YOUR GOAL: Report every line in the listing below that contains the word "green", copying each such line in full.

DATA SECTION:
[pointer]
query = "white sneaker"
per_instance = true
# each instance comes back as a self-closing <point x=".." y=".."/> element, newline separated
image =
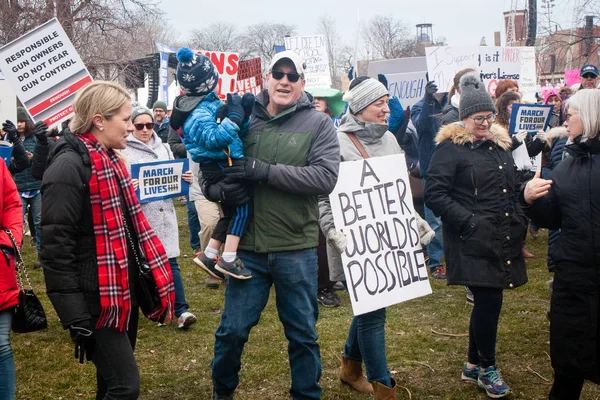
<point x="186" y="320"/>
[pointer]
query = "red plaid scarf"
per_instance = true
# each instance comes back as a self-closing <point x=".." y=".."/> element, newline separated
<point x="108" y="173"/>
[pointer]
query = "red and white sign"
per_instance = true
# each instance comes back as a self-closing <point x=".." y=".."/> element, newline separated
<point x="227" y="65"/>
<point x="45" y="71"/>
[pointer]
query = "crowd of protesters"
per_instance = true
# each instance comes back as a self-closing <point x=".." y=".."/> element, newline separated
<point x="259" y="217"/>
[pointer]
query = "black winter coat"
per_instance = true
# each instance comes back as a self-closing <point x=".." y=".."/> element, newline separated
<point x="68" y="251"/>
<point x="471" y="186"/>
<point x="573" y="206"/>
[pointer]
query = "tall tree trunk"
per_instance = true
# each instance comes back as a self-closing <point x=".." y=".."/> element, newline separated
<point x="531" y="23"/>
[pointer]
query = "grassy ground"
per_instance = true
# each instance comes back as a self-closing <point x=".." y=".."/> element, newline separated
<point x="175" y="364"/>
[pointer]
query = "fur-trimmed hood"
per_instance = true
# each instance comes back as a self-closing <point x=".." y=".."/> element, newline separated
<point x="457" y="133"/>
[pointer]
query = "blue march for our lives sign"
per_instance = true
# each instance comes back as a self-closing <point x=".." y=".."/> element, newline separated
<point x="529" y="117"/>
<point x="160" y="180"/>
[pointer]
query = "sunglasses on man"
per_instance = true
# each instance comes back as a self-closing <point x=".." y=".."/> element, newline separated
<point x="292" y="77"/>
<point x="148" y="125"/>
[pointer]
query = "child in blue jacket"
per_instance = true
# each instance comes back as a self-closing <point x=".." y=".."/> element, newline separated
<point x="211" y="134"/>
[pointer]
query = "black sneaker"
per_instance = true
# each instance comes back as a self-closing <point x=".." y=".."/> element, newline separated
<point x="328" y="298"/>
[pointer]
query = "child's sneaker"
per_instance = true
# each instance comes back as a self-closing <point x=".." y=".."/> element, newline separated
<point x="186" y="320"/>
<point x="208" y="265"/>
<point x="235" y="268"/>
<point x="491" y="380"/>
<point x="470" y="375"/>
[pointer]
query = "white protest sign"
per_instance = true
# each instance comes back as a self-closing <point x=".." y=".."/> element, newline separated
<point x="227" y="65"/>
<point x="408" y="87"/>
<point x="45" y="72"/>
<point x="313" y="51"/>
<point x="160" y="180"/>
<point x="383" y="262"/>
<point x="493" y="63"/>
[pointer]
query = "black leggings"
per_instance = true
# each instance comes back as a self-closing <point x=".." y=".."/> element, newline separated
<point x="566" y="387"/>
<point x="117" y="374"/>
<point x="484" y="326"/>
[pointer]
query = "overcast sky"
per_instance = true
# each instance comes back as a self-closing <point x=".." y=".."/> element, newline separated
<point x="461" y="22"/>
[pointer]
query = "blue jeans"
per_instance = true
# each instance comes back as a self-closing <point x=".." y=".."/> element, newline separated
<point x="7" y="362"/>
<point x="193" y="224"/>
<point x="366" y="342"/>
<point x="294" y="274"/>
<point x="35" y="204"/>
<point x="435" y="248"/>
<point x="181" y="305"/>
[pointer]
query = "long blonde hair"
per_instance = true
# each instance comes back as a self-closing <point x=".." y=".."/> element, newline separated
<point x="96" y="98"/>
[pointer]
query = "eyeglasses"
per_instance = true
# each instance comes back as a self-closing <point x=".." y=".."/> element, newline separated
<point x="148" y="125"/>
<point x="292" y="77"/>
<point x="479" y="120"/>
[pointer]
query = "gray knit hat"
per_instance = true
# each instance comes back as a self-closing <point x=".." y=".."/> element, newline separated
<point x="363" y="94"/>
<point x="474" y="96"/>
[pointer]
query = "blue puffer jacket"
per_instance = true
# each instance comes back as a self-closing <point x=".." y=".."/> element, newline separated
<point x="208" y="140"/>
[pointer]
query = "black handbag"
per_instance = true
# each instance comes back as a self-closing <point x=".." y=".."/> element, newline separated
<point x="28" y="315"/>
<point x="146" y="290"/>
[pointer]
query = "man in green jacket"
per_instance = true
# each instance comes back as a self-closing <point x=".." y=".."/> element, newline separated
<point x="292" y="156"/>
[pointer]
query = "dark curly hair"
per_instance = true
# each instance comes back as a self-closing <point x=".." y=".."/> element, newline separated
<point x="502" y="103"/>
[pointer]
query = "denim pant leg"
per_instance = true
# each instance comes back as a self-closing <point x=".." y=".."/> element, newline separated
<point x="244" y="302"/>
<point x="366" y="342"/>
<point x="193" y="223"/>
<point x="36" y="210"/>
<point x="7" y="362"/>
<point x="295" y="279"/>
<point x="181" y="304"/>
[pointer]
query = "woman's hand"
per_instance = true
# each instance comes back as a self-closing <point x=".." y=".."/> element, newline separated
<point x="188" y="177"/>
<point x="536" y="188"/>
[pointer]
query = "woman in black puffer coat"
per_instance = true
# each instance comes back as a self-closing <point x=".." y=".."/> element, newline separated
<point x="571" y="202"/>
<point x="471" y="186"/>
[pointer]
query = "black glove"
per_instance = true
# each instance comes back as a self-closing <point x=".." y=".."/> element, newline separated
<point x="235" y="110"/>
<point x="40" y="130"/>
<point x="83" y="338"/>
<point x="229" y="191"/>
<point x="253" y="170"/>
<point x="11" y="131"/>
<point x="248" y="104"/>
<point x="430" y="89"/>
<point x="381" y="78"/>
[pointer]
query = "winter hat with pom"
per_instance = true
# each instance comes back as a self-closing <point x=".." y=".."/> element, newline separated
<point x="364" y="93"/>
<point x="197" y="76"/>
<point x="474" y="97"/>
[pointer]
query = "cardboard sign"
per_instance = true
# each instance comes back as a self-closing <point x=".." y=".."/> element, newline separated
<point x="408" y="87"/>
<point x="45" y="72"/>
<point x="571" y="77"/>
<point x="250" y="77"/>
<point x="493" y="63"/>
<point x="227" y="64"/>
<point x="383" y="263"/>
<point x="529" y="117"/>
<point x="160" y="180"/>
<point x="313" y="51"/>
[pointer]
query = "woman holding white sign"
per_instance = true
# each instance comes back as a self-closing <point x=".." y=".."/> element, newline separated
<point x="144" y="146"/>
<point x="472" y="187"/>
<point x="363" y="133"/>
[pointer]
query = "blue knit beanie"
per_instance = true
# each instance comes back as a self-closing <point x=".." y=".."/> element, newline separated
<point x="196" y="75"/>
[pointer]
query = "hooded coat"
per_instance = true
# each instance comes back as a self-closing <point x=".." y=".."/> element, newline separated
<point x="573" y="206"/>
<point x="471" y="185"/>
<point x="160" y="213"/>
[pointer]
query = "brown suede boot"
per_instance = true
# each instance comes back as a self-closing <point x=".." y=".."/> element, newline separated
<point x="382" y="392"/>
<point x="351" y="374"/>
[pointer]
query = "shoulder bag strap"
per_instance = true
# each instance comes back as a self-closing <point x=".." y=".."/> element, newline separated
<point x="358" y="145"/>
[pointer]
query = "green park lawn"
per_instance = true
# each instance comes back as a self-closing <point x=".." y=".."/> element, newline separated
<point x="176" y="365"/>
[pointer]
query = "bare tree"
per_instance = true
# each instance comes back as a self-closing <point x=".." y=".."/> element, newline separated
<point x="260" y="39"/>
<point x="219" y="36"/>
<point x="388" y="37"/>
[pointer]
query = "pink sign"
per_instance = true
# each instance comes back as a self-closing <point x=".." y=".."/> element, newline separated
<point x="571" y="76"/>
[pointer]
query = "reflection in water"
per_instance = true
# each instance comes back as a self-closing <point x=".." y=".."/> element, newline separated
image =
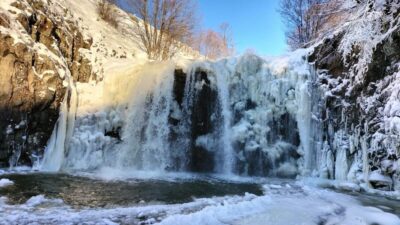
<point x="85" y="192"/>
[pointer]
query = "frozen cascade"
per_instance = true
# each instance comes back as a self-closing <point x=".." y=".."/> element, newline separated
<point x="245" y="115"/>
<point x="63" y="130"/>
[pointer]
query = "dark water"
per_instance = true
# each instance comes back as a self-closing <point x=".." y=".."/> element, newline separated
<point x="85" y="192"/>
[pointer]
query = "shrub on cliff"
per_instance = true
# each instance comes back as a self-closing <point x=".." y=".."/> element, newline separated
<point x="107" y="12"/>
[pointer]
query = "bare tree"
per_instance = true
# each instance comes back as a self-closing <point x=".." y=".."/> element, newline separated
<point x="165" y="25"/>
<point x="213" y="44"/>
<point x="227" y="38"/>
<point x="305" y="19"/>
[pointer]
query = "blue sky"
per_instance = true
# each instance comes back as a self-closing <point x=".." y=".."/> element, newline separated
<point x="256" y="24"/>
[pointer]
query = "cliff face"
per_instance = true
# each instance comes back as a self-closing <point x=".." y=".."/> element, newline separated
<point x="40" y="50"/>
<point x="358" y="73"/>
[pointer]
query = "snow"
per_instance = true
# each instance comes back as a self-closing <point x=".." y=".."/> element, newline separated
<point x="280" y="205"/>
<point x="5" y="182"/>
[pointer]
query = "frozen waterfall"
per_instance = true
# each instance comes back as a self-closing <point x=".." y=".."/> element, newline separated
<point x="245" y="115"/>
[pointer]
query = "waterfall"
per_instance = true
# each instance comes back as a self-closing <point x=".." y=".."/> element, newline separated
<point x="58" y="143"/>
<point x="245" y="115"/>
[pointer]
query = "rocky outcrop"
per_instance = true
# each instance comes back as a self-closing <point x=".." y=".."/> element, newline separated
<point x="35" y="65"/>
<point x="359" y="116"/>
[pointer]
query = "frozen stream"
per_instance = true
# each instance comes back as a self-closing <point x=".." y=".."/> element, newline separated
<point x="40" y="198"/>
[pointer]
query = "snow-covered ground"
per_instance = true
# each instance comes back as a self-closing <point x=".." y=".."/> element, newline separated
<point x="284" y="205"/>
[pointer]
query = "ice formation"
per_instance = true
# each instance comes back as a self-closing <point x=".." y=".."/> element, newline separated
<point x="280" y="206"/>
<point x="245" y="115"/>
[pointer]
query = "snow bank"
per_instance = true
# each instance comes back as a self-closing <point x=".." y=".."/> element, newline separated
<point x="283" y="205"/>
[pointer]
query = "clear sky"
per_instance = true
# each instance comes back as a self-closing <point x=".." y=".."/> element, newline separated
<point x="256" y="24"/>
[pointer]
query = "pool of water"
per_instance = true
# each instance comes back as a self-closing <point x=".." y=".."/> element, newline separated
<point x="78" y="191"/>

==

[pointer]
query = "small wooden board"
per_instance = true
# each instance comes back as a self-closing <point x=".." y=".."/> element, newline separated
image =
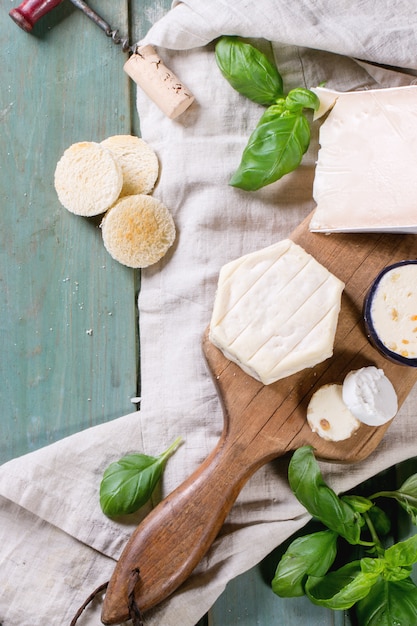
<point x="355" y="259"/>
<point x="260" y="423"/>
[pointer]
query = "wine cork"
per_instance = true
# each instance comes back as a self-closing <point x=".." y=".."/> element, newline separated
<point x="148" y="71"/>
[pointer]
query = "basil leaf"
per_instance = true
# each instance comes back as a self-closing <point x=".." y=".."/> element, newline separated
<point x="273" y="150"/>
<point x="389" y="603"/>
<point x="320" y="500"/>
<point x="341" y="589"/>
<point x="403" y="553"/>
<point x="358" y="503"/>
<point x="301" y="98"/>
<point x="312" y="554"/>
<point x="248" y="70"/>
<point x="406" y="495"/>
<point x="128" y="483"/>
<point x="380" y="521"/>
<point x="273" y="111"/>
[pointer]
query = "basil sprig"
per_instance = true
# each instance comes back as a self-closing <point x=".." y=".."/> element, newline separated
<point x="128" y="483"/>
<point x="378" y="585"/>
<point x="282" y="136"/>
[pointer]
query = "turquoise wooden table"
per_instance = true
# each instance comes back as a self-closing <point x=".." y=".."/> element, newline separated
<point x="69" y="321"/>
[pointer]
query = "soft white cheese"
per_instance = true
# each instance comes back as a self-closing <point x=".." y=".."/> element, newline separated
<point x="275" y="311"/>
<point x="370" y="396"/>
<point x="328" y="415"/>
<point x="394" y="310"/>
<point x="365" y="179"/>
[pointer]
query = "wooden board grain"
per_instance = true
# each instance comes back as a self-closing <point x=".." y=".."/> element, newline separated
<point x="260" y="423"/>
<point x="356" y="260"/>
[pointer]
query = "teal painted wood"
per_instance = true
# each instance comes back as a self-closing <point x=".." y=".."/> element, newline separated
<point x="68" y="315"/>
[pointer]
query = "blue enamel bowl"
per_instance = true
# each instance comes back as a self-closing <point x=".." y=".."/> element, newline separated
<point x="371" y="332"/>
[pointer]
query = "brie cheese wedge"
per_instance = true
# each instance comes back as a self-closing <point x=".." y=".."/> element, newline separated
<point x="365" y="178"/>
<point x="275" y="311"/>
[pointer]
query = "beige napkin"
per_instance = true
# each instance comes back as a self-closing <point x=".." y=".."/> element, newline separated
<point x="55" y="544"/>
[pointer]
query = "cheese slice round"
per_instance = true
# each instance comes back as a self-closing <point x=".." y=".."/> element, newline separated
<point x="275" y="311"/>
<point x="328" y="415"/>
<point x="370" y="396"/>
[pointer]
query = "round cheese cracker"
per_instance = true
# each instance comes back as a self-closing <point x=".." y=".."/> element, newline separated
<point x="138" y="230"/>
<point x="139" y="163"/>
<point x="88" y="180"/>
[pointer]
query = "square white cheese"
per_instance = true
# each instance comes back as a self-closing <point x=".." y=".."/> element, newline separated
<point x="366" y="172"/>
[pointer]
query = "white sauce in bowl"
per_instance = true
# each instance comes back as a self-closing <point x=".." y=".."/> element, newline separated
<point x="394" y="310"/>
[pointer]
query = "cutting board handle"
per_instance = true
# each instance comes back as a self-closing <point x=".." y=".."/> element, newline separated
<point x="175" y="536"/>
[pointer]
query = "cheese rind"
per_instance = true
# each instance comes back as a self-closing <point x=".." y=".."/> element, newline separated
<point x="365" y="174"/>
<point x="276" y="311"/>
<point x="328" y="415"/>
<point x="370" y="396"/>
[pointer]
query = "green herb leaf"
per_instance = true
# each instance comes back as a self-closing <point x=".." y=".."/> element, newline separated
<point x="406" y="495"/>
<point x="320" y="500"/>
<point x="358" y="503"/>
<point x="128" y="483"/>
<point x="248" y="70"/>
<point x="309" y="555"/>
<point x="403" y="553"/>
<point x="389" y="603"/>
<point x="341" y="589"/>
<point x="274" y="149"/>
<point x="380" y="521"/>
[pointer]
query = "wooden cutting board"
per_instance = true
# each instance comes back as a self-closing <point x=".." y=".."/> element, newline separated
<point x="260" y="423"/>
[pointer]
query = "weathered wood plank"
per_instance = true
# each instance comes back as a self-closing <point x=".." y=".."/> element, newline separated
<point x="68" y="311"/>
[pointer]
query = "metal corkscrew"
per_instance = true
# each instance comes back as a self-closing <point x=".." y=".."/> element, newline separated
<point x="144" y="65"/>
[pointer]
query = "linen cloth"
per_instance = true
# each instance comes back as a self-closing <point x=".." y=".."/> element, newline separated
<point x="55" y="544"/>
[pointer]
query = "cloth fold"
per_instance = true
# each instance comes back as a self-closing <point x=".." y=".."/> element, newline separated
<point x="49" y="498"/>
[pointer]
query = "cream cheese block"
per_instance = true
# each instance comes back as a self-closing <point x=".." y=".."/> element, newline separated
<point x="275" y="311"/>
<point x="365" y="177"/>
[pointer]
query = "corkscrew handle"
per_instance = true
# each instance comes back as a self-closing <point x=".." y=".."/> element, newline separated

--

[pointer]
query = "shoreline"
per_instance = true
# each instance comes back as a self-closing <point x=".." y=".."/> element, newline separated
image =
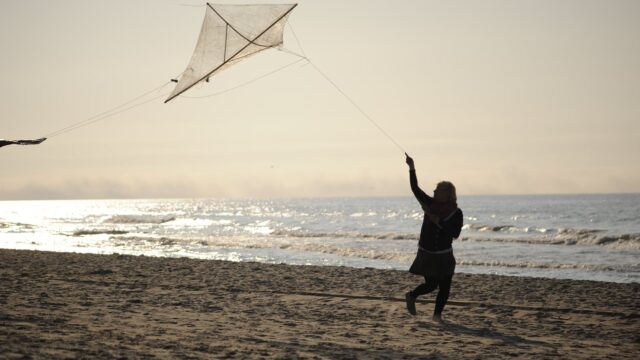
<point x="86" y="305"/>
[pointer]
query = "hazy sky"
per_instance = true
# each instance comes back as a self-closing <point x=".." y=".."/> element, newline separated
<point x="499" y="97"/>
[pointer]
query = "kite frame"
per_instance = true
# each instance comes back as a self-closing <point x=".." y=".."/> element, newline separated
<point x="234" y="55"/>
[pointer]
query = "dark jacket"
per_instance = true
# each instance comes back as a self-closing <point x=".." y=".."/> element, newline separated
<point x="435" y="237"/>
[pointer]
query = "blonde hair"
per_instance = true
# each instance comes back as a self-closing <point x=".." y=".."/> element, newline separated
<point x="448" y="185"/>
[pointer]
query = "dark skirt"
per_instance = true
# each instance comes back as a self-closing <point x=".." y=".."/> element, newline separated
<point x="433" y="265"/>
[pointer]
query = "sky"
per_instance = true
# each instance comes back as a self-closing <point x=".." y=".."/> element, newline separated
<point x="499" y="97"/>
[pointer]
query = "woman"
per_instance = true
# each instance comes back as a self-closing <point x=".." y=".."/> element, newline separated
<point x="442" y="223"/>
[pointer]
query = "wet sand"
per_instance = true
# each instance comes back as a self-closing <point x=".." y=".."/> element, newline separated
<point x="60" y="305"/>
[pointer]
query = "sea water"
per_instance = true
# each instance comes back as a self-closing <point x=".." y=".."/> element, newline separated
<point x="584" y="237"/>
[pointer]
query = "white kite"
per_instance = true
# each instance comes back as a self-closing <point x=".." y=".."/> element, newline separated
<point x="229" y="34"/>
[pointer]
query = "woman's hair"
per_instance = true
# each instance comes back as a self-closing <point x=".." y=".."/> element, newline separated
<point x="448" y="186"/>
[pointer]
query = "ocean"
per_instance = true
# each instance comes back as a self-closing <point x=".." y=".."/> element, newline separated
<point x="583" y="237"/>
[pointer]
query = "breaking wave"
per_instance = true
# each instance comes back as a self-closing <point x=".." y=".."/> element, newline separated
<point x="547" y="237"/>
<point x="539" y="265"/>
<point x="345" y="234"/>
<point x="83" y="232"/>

TASK RESULT:
query = "man in green jacket"
query = "green park lawn"
query = "green herb leaf"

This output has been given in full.